Goal: Copy out every line of the listing below that contains the word "second", giving each line in full.

◇ ◇ ◇ ◇

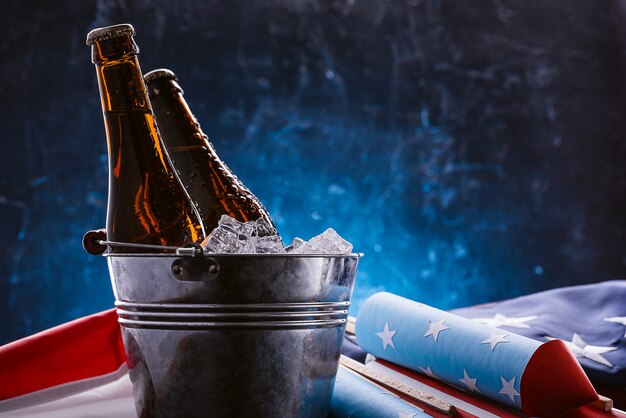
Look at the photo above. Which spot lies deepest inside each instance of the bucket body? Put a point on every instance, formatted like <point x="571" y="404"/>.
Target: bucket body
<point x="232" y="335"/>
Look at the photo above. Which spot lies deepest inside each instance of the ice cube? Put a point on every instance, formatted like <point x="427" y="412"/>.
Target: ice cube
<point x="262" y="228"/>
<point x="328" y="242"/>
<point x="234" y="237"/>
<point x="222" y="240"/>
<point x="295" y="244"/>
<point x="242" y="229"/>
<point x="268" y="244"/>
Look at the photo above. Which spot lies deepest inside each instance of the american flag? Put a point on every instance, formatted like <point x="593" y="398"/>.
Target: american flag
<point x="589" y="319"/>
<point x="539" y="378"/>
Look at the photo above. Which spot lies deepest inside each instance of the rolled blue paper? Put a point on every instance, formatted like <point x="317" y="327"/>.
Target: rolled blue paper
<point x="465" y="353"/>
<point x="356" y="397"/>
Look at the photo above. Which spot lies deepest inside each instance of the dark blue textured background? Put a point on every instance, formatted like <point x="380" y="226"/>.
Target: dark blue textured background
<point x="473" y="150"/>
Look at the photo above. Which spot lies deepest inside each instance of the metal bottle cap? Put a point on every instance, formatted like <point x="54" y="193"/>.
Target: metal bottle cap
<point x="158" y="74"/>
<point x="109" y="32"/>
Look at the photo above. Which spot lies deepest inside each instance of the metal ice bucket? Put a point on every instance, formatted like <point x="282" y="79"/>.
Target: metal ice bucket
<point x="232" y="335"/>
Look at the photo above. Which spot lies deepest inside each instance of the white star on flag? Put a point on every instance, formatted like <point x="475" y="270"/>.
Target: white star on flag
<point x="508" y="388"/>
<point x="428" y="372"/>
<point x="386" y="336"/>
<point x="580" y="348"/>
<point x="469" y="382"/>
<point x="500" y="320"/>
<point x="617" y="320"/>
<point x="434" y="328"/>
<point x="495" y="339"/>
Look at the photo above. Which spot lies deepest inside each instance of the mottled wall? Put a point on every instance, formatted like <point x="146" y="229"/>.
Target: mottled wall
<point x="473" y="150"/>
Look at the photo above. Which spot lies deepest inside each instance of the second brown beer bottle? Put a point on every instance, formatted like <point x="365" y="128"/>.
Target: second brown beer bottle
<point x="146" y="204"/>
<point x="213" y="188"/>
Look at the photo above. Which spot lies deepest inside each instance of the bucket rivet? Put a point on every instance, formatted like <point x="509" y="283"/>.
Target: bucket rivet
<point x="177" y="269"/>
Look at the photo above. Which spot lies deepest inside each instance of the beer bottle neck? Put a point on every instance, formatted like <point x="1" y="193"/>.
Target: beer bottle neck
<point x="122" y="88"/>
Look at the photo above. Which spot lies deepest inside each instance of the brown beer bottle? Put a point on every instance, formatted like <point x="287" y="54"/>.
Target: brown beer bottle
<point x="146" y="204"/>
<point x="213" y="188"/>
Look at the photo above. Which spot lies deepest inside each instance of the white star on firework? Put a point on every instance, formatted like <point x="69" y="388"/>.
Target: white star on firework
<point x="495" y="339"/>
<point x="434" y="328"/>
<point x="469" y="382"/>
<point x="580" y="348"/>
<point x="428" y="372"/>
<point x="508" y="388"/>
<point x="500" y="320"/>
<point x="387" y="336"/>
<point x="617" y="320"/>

◇ ◇ ◇ ◇

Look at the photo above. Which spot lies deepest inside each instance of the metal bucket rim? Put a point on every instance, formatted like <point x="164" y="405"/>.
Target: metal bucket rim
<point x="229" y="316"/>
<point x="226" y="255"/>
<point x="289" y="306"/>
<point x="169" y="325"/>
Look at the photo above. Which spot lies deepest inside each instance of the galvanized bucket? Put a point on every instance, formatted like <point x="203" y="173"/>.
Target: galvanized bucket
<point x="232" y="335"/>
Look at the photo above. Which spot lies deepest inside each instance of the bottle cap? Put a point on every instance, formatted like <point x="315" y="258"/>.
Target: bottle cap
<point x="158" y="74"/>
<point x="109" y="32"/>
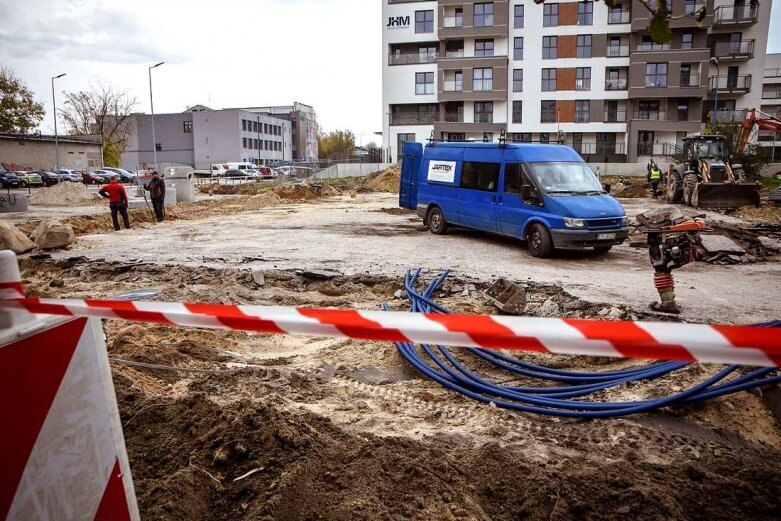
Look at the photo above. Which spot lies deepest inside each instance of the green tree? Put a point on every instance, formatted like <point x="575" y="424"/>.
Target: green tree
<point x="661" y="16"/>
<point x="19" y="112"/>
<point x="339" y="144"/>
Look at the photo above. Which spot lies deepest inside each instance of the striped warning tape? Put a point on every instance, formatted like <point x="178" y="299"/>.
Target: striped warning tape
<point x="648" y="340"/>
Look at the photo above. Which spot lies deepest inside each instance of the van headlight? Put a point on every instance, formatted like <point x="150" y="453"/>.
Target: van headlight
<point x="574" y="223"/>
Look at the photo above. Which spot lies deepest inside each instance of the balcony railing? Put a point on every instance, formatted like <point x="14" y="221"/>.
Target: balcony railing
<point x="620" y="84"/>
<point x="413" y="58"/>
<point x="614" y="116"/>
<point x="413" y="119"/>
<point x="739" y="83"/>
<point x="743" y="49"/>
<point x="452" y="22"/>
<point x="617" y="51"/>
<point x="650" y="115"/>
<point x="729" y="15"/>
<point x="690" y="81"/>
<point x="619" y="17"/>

◇ ◇ ◇ ◇

Output for this task:
Look at the photo above. Which spot lies deepest inside each instance of the second brown beer bottle? Put a point on every instance, formatted like <point x="365" y="128"/>.
Target: second brown beer bottle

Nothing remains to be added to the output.